Textauszug:

^^^^^^^^^^^^^^^^

Bei den Durchsuchungen wurden den Angaben zufolge 22 Schusswaffen, darunter ein Kalaschnikow-Sturmgewehr, sowie Munition, Bargeld, Goldbarren, Silbermünzen und Devisen sichergestellt. Schwerpunkt mit fünf Durchsuchungen war Rheinland-Pfalz. Drei weitere Objekte wurden jeweils in Bayern und Niedersachsen durchsucht, je zwei in Nordrhein-Westfalen, Sachsen und Thüringen. Durchsuchungen gab es zudem in Baden-Württemberg, Schleswig-Holstein und Brandenburg.
Die Extremisten tauschten sich in einer Chatgruppe des Internet-Dienstes Telegram aus. Sie nannten sich nach Angaben der Ermittler "Vereinte Patrioten", zuweilen aber auch "Deutschland Tag X", oder sie gaben sich weitere Namen. Die Gruppierung, zu der etwa 70 Mitglieder zählen sollen, habe zunächst mit einer "Aktion Blackout" Anschläge auf Stromleitungen und Umspannwerke ausführen und damit die Stromversorgung zusammenbrechen lassen wollen. Danach sollte bei der "Aktion Klabautermann" Gesundheitsminister Lauterbach entführt werden. In einem dritten Schritt sei dann die Übernahme der Regierung angestrebt worden.
Das Problem bei solchen Ermittlungsverfahren sei immer die Frage, ob man es lediglich mit "Spinnern" zu tun habe, die sich im Internet profilieren und vor ihren Mitstreitern "großmäulig" angeben wollten, sagte der Koblenzer Generalstaatsanwalt Jürgen Brauer. "In diesem Fall war es aber anders, nämlich in dem Moment, als es darum ging, die Waffen zu beschaffen." Die Gruppierung habe sich Geld und Waffen besorgt. "Da war für uns eben klar: Wir haben es nicht nur mit Spinnern zu tun, sondern mit gefährlichen Straftätern, die ihre Pläne auch umsetzen wollen und wahrscheinlich auch können."
Die Ermittlungen laufen den Angaben zufolge seit dem vergangenen Oktober. Die Federführung liegt bei den Behörden in Rheinland-Pfalz, da der 55-jährige Hauptbeschuldigte dort wohnt. Insgesamt sprechen die Ermittler von zwölf deutschen Staatsangehörigen im Alter zwischen 41 und 55 Jahren, die beschuldigt werden.

^^^^^^^^^^^^^^^^

Gespeicherte Daten:
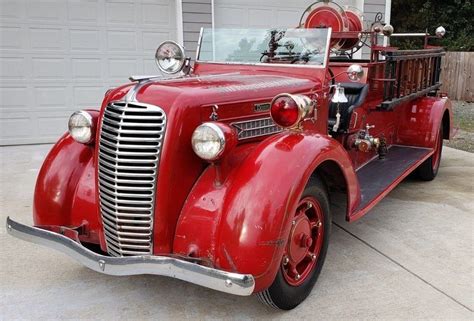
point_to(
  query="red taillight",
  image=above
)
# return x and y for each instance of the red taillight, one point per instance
(285, 111)
(288, 110)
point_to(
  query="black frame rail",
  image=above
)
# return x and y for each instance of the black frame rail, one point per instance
(410, 74)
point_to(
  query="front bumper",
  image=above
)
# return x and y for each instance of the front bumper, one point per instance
(233, 283)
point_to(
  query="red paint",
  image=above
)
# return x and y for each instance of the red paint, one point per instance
(237, 214)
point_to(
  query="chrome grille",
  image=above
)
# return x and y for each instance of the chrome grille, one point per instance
(129, 151)
(256, 128)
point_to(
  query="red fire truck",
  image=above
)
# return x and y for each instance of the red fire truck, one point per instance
(221, 173)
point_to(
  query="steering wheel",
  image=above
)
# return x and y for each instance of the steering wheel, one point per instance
(333, 81)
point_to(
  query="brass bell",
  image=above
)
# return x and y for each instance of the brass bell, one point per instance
(339, 95)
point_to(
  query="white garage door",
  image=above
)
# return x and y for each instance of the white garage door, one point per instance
(58, 56)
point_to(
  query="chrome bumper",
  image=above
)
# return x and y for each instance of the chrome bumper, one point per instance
(233, 283)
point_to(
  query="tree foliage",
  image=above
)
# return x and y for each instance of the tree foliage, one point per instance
(457, 16)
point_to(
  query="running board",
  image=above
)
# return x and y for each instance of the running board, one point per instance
(380, 176)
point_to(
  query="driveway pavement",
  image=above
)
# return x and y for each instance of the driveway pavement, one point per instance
(410, 258)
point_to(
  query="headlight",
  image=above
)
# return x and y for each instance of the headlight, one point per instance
(208, 141)
(170, 57)
(81, 127)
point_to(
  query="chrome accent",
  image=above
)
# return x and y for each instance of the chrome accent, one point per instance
(140, 78)
(256, 128)
(233, 283)
(129, 152)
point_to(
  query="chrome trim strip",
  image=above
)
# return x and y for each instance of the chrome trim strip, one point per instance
(233, 283)
(256, 128)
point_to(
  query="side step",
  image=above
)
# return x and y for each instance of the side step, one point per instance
(380, 176)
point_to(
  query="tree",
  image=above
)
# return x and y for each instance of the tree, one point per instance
(457, 16)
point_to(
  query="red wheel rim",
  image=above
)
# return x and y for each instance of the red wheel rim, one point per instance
(437, 153)
(305, 242)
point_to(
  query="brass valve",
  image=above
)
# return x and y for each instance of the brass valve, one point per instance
(365, 142)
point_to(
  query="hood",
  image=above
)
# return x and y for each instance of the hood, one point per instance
(183, 100)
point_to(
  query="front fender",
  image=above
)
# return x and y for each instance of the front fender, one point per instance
(65, 190)
(242, 225)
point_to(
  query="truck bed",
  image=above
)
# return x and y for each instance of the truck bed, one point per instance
(380, 176)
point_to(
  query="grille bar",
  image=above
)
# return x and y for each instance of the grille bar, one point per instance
(129, 152)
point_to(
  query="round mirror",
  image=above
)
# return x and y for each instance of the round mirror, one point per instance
(387, 30)
(170, 57)
(440, 32)
(355, 72)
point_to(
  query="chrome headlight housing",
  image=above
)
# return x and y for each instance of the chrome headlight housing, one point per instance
(170, 57)
(81, 127)
(208, 141)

^^^^^^^^^^^^^^^^

Aufgaben:
(a) Wie viele Schusswaffen wurden laut Textauszug bei den Durchsuchungen sichergestellt?
(b) Erläutern Sie anhand des Textauszugs, warum die Federführung der Ermittlungen bei den Behörden in Rheinland-Pfalz liegt.
Die Auflistung steht in keinem Zusammenhang mit dem Textauszug.

Antworten:
(a) 22 Schusswaffen, darunter ein Kalaschnikow-Sturmgewehr.

(b) Die Federführung liegt bei den rheinland-pfälzischen Behörden, weil der 55-jährige Hauptbeschuldigte in Rheinland-Pfalz wohnt.